(Point-per-instance localization data)
################
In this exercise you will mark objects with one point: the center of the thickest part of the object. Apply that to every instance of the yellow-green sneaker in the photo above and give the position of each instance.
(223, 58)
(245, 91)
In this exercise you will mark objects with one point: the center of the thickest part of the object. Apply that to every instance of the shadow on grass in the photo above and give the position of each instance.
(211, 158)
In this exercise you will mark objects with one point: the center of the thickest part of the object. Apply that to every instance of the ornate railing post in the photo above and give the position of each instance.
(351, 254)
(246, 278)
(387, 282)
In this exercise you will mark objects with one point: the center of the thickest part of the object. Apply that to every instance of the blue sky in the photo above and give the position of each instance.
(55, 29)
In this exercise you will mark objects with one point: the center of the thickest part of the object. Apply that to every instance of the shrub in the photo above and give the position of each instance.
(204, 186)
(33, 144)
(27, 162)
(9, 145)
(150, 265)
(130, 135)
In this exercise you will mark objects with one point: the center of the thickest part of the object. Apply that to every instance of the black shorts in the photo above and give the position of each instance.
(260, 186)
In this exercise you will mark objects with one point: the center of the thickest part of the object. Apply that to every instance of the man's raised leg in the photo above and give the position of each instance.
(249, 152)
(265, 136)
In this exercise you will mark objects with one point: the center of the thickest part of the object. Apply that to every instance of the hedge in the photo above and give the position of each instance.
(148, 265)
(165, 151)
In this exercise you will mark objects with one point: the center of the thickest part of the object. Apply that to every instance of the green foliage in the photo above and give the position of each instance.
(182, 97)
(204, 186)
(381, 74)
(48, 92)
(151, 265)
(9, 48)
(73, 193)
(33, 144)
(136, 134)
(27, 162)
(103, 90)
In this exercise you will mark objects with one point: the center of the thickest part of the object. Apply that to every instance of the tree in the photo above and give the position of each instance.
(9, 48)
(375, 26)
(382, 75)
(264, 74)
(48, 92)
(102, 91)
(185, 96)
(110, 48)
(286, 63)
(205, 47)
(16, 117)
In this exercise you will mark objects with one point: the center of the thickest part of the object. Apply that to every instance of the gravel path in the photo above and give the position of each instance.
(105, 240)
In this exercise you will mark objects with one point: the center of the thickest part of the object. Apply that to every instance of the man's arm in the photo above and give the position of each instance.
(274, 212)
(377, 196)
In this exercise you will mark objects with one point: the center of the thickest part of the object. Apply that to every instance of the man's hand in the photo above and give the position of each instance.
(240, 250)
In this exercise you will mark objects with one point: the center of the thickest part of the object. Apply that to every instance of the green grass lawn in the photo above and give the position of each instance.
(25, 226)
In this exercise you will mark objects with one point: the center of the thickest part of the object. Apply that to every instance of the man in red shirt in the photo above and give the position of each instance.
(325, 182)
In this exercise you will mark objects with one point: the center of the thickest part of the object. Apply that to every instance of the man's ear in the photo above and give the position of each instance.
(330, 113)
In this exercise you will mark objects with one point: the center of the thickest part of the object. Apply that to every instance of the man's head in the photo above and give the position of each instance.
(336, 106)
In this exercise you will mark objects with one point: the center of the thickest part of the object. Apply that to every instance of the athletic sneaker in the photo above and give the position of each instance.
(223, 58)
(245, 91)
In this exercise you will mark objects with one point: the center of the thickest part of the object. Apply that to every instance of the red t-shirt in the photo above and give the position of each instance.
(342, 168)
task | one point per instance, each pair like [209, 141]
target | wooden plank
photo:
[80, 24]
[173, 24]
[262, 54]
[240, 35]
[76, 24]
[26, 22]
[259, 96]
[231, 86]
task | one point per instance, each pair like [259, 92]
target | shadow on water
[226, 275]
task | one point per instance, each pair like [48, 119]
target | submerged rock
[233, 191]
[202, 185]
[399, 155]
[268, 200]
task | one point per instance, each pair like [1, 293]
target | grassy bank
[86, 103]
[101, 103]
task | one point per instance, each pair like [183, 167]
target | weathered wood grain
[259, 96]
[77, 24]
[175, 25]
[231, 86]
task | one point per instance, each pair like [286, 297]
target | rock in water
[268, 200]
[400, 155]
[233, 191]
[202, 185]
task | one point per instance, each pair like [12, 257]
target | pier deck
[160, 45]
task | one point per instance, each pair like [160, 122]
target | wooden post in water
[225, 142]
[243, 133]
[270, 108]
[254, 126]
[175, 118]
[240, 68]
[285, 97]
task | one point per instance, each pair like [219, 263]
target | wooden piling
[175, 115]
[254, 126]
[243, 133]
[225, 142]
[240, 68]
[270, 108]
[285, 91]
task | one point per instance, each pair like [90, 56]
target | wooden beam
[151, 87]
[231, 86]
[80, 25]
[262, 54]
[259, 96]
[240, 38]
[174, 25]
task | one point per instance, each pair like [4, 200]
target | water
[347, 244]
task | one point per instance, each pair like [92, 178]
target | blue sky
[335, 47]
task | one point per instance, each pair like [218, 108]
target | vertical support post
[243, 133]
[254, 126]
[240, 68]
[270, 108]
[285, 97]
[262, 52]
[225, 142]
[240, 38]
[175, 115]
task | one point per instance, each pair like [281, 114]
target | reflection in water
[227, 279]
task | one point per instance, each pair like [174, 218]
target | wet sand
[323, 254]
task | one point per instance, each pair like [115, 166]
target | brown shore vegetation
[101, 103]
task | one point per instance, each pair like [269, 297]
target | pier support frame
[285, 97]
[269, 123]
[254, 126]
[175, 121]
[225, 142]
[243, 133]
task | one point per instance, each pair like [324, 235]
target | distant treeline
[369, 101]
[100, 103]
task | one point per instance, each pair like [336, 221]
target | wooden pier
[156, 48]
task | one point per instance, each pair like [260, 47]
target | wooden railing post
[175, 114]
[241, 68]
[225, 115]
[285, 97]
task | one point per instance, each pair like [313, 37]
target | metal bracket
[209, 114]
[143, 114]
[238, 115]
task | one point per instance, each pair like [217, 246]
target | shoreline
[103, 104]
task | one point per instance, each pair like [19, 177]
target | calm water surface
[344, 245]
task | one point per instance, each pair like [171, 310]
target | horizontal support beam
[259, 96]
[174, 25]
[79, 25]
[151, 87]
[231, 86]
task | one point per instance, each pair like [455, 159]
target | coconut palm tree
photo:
################
Work to be completed: An exact copy of the lines from the one containing "task | one point per instance, each pair like [19, 177]" through the end of the data above is the whole answer.

Output for this task:
task | one point per instance, each pair like [19, 177]
target | calm water surface
[344, 245]
task | one point per instance, each pair like [171, 310]
target | horizontal support beam
[259, 96]
[174, 25]
[79, 25]
[151, 87]
[231, 86]
task | one point per instance, each pair like [455, 159]
target | coconut palm tree
photo:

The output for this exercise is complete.